### Problem requirements
Repeat the stretch of the records from the start through the line containing "Provide the mask". Reproduce those lines exactly and include nothing else.

>> start Stored rows

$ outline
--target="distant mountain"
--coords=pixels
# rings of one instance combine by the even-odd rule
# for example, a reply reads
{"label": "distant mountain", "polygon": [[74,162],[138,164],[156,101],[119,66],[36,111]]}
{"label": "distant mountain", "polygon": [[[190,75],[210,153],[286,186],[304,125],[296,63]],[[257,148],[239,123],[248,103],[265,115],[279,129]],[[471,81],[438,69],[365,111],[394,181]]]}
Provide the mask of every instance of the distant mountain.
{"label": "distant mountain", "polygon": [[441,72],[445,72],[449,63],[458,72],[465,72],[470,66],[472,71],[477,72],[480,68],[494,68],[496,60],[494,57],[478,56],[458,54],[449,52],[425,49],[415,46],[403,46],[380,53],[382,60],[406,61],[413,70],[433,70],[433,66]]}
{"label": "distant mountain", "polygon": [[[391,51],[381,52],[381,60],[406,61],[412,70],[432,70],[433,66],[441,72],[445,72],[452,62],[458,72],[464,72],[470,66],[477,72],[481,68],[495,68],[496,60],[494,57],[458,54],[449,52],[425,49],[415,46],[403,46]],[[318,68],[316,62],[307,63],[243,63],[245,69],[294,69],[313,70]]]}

>> end Stored rows

### Written solution
$ outline
--target="distant mountain"
--coords=pixels
# rings of one instance combine by the even-odd rule
# for example, a reply reads
{"label": "distant mountain", "polygon": [[74,162],[138,164],[156,101],[119,66],[36,111]]}
{"label": "distant mountain", "polygon": [[[190,75],[210,153],[286,186],[304,125],[296,63]],[[257,148],[239,123],[248,103],[265,115],[279,129]],[[471,81],[438,69],[365,111],[394,181]]]}
Provide the mask of every instance of the distant mountain.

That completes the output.